**What the task asks:**
Check the listing that follows and work out how many lines include "below". The reply is that number alone.

**Provided material:**
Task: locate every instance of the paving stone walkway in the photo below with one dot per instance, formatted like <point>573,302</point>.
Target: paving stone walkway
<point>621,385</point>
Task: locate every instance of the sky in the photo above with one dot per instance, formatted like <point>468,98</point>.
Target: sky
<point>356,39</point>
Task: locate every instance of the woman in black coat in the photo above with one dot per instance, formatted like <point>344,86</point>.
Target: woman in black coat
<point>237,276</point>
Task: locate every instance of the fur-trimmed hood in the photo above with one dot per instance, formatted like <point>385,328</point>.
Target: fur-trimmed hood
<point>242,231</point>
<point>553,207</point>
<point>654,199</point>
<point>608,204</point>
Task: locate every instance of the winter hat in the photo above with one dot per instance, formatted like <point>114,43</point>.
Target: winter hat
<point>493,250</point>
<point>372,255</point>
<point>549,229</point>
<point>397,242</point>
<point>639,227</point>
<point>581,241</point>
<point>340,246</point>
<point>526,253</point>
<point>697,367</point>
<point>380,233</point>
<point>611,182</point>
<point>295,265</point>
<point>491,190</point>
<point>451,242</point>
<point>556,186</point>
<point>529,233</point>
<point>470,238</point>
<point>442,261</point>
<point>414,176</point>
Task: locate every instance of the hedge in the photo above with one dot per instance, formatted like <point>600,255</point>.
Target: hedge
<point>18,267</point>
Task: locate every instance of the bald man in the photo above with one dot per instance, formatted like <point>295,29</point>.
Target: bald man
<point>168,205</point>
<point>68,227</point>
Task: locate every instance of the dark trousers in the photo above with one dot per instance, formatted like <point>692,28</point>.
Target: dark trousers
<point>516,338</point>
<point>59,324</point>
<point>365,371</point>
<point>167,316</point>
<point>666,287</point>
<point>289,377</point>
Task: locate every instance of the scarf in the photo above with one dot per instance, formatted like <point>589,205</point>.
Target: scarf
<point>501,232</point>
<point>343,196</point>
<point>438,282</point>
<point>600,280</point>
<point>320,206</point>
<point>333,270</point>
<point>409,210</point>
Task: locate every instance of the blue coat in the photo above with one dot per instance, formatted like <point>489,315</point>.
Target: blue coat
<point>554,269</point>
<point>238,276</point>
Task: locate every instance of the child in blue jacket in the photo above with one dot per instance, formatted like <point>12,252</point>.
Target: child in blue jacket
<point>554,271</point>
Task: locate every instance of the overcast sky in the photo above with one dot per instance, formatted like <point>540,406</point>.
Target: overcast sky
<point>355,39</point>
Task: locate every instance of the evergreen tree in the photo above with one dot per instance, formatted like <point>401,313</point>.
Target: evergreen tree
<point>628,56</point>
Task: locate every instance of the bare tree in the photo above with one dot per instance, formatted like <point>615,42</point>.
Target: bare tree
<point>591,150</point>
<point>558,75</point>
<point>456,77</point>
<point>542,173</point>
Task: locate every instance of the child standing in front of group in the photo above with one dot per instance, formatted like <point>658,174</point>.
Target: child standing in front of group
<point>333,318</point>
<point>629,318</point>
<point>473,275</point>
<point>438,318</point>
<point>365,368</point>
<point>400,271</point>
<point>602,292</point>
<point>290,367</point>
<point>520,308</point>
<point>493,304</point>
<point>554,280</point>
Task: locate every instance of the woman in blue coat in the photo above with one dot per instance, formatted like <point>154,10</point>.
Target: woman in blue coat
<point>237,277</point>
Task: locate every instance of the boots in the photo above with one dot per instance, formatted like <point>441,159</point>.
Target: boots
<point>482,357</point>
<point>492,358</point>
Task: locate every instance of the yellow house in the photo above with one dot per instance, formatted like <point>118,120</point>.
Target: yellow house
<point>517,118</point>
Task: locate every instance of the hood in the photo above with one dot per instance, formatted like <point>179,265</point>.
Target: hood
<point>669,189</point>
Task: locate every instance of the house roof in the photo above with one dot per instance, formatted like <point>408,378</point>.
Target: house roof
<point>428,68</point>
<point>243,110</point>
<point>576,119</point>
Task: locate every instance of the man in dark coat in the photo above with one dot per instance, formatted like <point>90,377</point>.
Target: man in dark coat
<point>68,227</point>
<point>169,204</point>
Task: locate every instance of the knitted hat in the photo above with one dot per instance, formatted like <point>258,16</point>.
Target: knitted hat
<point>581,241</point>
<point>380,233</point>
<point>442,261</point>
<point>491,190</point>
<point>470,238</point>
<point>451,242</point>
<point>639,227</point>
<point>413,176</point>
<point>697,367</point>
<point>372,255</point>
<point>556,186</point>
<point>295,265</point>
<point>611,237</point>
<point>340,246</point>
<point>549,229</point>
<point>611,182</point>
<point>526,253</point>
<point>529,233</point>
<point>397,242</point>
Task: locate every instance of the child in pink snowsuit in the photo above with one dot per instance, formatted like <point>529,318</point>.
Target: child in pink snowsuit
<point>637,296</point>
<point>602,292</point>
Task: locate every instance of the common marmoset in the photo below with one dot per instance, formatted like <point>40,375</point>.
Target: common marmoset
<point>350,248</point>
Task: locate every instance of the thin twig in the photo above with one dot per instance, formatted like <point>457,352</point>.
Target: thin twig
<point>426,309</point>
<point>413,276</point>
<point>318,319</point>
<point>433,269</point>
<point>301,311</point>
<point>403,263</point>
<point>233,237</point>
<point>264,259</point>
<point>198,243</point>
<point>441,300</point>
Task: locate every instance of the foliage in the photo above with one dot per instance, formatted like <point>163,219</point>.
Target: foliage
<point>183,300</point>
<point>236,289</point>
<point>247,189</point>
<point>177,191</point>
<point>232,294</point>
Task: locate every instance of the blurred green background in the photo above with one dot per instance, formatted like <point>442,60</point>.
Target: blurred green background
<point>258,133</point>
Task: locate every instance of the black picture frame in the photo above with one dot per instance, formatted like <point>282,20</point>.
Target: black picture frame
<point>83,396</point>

**Response area:**
2